##### Data for this task #####

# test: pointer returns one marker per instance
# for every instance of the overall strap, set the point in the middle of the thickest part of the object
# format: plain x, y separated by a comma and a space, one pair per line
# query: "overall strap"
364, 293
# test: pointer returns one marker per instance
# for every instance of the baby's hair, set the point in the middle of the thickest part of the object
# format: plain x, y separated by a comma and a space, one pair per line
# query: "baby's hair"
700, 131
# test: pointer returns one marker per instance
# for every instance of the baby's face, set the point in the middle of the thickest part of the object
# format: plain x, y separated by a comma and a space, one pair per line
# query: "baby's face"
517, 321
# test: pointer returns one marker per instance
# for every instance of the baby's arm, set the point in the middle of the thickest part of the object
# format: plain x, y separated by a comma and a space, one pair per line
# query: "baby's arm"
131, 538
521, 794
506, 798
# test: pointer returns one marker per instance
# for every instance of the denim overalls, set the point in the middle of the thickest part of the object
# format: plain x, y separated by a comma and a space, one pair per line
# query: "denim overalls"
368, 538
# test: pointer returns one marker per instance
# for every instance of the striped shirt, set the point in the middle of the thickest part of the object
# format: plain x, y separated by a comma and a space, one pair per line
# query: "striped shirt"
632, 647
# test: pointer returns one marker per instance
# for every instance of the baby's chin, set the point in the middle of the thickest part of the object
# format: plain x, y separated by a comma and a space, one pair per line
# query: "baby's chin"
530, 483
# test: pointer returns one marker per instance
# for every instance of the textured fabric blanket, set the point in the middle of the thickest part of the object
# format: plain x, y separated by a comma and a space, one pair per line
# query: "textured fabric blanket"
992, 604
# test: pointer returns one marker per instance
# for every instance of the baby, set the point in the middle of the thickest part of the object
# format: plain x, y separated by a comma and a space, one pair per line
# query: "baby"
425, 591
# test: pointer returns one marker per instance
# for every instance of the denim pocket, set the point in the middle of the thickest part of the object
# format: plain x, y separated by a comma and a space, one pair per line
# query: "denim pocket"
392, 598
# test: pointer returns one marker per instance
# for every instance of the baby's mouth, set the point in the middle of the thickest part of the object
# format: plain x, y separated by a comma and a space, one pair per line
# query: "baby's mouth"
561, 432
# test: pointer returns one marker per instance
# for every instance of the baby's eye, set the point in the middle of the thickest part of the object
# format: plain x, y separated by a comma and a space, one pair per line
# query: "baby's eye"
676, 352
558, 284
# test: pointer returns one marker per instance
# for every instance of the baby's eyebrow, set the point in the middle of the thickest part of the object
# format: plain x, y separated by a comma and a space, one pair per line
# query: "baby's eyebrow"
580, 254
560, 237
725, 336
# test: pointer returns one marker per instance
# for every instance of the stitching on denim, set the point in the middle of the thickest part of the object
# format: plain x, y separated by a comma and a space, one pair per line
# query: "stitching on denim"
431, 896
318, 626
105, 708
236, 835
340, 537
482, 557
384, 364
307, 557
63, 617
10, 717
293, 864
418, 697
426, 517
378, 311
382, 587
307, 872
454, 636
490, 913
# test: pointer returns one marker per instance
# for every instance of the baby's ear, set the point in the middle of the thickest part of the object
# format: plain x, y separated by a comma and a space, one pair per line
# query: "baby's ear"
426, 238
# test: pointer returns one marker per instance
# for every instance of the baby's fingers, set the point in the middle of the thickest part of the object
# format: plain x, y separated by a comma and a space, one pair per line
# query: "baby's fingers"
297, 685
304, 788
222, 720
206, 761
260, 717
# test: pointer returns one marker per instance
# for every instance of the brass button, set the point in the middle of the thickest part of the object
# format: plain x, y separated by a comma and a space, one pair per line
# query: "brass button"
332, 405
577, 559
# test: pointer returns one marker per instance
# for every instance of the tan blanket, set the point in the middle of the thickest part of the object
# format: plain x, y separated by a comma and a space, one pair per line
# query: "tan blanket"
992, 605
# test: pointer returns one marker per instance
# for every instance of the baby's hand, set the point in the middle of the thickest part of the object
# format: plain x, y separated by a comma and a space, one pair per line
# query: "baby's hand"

#####

### Required work
Set down the entries verbatim, leaving none out.

### Result of the exercise
# test: pointer returns one marker per instance
# for every instance of the overall strap, set the point in the middle of the thickest part of the object
# format: plain x, y separated by a comma and a space, one pair per line
# query: "overall strap"
364, 293
# test: pointer returns one marker per instance
# for every instance of the baby's hair, set the point in the middle of the thickest part of the object
# format: plain x, y separated by a comma and a space, one pair per line
# query: "baby's hair"
700, 131
# test: pointer returns one marker per instance
# for every instance of the baby's face, set the point in the middle of the thickest part of the object
# format: plain x, y separated by a comma and a space, one pair per line
# query: "baby's face"
517, 321
# test: pointer returns one marker per instance
# for every instance of the baby's arm, set the point in the middle of the thickest part of the object
# format: plain x, y separated by a comma and a space, one pair per line
# query: "baby's arm"
131, 538
521, 794
506, 798
# test: pointer returns one marker per instance
# for every instance of the denim overalls, set the point in the middle of the thickest part of the object
# format: plain x, y separated by a comma and a space, one pair per line
# query: "denim overalls"
368, 538
# test: pointer returns one marker per instance
# for every instance of the striped shirt, set the point in the middle of the thickest part of the object
# format: plain x, y separated by a comma and a space, one pair per line
# query: "striped shirt"
632, 647
# test: pointer returns one marker per instance
# for every instance of the baby's chin, set the point in the middle of the thickest part of the object
# format: plain x, y separated by a comma and a space, one pair per line
# query: "baby's chin"
530, 483
# test: pointer returns one marker per instance
# for every instance of the textured fabric blanket, set the point in the middle of the thickest part of the object
# format: plain x, y separated by a comma and a space, one pair per line
# query: "textured fabric blanket"
992, 604
# test: pointer returns one marker per instance
# for every instance of the baby, set the point in the middle of the thickest part of the object
# format: plain x, y separated by a comma and a space, one pair per line
# query: "baby"
425, 591
# test: pointer returns one marker per instance
# for every instance of the denim pocket, set the point in the middle of the thickest part of the object
# format: plain x, y separated by a comma and a space, one pair per line
# query: "denim pocket"
392, 598
# test: pointer returns one marker per instance
# for every instance of the baby's mouth, set the point in the middle of the thickest part of the object
# format: plain x, y separated by a comma and a space, one pair per line
# query: "baby's mouth"
561, 432
# test: pointer returns one marker per instance
# for every instance of the baby's eye, set the point in the middle of the thickest part of the object
# format: plain x, y separated by a comma and a space, one pair per line
# query: "baby's eye"
676, 352
558, 284
# test: pointer returns one marker per instance
# for every instance of the baby's eyebrow, set the point in the middle of the thickest part of the object
# format: plain x, y separated by a comma and a space, one pair per line
# query: "baby's eyebrow"
580, 254
560, 237
725, 336
# test: pointer returns one marker per instance
# for every instance of the stitching on denim, set the point in the middle of the thickest part of the object
# format: plain x, y separated by a comma and a space, one pair per line
# query: "stitching on denim"
431, 896
318, 626
105, 708
236, 835
340, 537
482, 557
384, 364
307, 557
63, 617
10, 717
293, 864
418, 697
426, 517
378, 311
382, 587
307, 872
454, 636
490, 913
# test: pointer returns one marker per instance
# for every instance of the baby's ear, set the point in the middle of the thickest part of the object
# format: plain x, y separated by a comma and a space, one pair per line
# query: "baby's ear"
426, 238
# test: pointer returns one marker per instance
# for every instance of the baby's fingers, set the point in the middle of the thickest part of the object
# format: plain x, y separated by a comma and a space, one pair per line
# query: "baby's fingers"
297, 685
304, 788
222, 720
206, 761
260, 717
# test: pointer returns one marker per instance
# for every instance of the brass button, set the point in the middle of the thickest part of the object
# format: plain x, y separated by a comma and a space, one pair per line
# query: "brass button"
332, 405
577, 559
# test: pointer returns one marker per instance
# for every instance of the tan blanket, set the point in the middle of the thickest part of the object
# format: plain x, y separated by a comma and a space, one pair per line
# query: "tan blanket"
992, 605
# test: pointer returns one marker per instance
# for every instance of the baby's hand, set the point in the middle of the thickest part of the object
# format: plain x, y separated by a comma and a space, one pair per line
# query: "baby's hand"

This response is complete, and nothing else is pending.